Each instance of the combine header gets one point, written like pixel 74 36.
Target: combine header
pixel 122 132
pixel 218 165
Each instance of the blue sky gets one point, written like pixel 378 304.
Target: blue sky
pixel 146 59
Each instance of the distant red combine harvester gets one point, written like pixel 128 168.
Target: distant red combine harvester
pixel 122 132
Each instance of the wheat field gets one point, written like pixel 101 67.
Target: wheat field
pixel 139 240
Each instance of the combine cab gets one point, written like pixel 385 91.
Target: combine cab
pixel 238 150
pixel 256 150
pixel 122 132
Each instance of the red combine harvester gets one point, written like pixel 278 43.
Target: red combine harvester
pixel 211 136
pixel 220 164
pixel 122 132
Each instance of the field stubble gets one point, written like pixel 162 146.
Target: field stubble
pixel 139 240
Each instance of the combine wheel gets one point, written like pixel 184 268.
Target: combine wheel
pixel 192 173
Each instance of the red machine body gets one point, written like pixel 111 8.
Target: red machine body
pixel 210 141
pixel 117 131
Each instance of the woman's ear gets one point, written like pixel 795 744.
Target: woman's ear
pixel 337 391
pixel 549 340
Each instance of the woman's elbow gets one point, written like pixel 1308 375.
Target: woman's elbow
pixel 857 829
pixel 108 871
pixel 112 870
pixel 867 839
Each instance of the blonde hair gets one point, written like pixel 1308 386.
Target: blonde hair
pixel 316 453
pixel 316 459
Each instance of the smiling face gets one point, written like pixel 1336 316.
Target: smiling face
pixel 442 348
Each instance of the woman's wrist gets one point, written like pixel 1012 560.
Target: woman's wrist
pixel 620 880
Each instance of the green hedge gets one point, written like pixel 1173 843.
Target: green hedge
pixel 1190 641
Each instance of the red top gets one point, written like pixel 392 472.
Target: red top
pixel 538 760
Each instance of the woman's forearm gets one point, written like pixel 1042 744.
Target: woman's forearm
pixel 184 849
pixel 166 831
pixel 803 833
::::
## Written exercise
Lay out the lines of the listing above, from the line with "Each instance of the woman's elbow" to the line with "pixel 867 839", both included, as a Markdown table with the columns n and Line. Number the rows and leave out any blank lines.

## Answer below
| n | Line |
|---|---|
| 1 | Each instance of the woman's elbow gets one point, written like pixel 1308 375. |
| 2 | Target: woman's elbow |
| 3 | pixel 857 829 |
| 4 | pixel 108 871 |
| 5 | pixel 112 870 |
| 6 | pixel 867 839 |